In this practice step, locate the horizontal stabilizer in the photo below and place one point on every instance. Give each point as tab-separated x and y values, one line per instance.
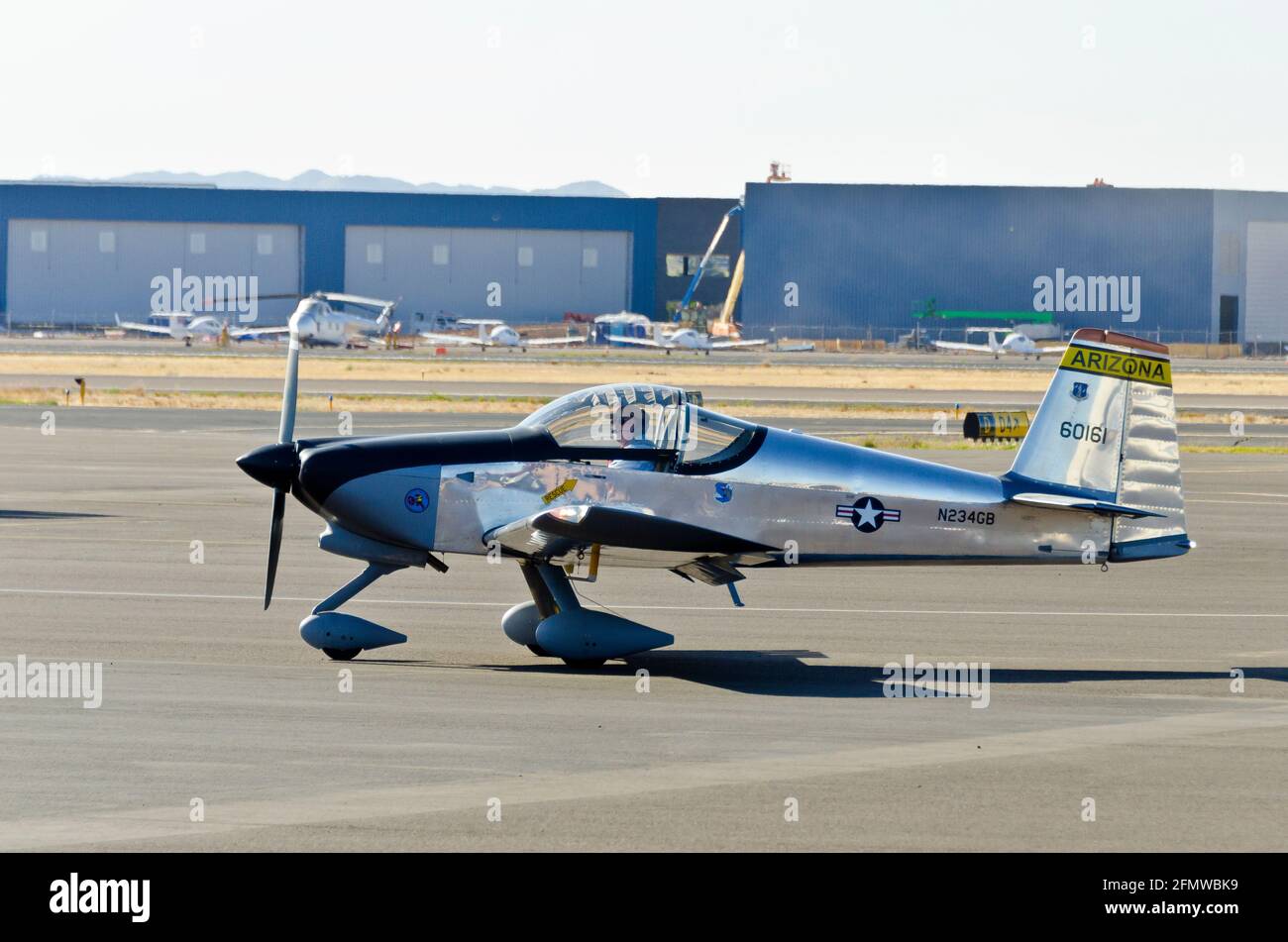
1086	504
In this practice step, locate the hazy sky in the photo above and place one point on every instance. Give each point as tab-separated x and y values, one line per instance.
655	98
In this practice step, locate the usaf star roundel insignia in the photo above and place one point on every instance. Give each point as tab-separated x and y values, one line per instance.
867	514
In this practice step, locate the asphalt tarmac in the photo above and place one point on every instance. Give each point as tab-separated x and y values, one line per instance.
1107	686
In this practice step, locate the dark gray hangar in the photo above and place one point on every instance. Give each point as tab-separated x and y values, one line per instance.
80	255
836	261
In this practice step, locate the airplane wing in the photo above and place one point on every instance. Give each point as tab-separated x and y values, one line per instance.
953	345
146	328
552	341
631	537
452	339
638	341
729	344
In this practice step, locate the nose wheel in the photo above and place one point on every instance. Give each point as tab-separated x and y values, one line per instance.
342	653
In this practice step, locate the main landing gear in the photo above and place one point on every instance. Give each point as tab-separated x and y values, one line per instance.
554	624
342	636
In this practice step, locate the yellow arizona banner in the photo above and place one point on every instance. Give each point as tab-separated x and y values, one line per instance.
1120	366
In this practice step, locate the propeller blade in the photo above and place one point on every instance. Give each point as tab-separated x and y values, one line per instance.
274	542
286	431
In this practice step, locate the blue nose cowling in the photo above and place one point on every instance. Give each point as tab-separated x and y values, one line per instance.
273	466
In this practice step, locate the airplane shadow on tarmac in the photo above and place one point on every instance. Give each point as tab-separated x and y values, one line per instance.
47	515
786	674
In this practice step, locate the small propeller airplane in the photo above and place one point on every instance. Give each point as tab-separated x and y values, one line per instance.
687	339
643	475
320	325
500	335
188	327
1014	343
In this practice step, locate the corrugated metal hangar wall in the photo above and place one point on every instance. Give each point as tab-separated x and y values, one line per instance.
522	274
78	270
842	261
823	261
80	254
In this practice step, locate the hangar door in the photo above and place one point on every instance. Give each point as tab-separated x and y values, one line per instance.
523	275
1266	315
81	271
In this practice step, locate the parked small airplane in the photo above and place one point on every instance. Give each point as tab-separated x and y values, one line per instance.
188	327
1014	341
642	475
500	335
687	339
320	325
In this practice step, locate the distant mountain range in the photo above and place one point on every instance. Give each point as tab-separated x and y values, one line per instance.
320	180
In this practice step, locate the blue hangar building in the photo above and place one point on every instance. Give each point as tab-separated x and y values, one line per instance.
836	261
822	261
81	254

■ ■ ■ ■ ■ ■ ■

[GOAL OF THE EXERCISE]
Present every line of the records above as a JSON array of strings, one string per line, with blank lines and the pictures omitted.

[ANSWER TO THIS TASK]
[
  "In this practice step, locate the horizontal stabilizer in the photo below and place one point on every instance. Give each point as tab-separated x and y values, one line per instance.",
  "1086\t504",
  "In this practice step, locate the hazy sky in the photo above and place one point on every instance. Give each point as tab-separated x and y values, one line per instance.",
  "655\t98",
  "In this practice step, locate the usaf star roundel insignia in the photo above and place one point on every instance. Give each point as tab-separated x and y values, one line per instance.",
  "867\t514",
  "In this practice step, locate the asphalt tarmac in the photo above and place one point on every instance. Give each point as tab-separated x and y values, one line per instance.",
  "1107\t686",
  "In this practice step, locate the dark gray hangar in the photo above and place one point on every instance. Give each point as tab-separated x and y values, one line per instance.",
  "80\t255",
  "836\t261",
  "In this practice step, locate the airplane wing in the photo above and place one point on every instance. Give each point as tab-separated x and y values, one line per instance.",
  "953\t345",
  "146\t328",
  "552\t341",
  "631\t537",
  "452\t339",
  "638\t341",
  "729\t344",
  "In this practice step, locate the nose wheel in the photo above and place one point on every instance. Give each point as tab-separated x and y values, one line per instance.",
  "342\t653",
  "In this practice step, locate the main landing gear in the photo above and place one point on every instance. Give each point as tab-separated x and y values, one line per instance.",
  "554\t624",
  "342\t636",
  "In this practice step, locate the yellow arizona banner in the photo above and place one point on every instance. Give each point as tab-separated x and y values, one line per instance.",
  "1120\t366",
  "In this practice step, locate the propeller blade in the photo above and place one point on every instance. Give each point as tab-separated x and y values, one line per instance.",
  "274\t542",
  "286\t431",
  "In this practice step, locate the blue nose cowling in the photo above and place one point on every instance. Give each point as tab-separated x and y values, one line per instance.",
  "273\t466",
  "In this practice step, locate the airplane shadow on tarmac in the photo above and place one point on every instance. Give each point as tab-separated x and y values, one line per instance.",
  "47\t515",
  "786\t674",
  "In this practice step, locate the small propeller airplane in the photo above and place one point on every instance. Give each point as tab-separated x and y values, one line per instance.",
  "687\t339",
  "643\t475",
  "320\t325",
  "500\t335",
  "188\t327",
  "1014\t343",
  "In this practice step, locate the corrugated metal hangar wall in the photo above and place one point on every instance. Give each point as tab-separated x and y values, one line per instance.",
  "522\t274",
  "78\t270",
  "842\t261",
  "823\t261",
  "80\t254",
  "In this practice step, locate the hangar door in the photo above and place one point on every instance. Give each point as tab-separated x and y values, one line per instance.",
  "523\t275",
  "1266\t315",
  "81\t271",
  "In this practice step, locate the parked small airplane in the photo above and place one point on every instance. Give each point as tab-separated x and y values, one line per instance.",
  "188\t327",
  "1014\t341",
  "642\t475",
  "500\t335",
  "687\t339",
  "320\t325",
  "In this practice step, locate the distant mountain range in the photo above and place one point on every instance. Give each point as tab-separated x and y values, one line per instance.",
  "320\t180",
  "In this practice step, locate the blue hangar building in the photo above and place one point on every instance. Give each point as tab-separated x and y values, one line per instance.",
  "836\t261",
  "822\t261",
  "81\t254"
]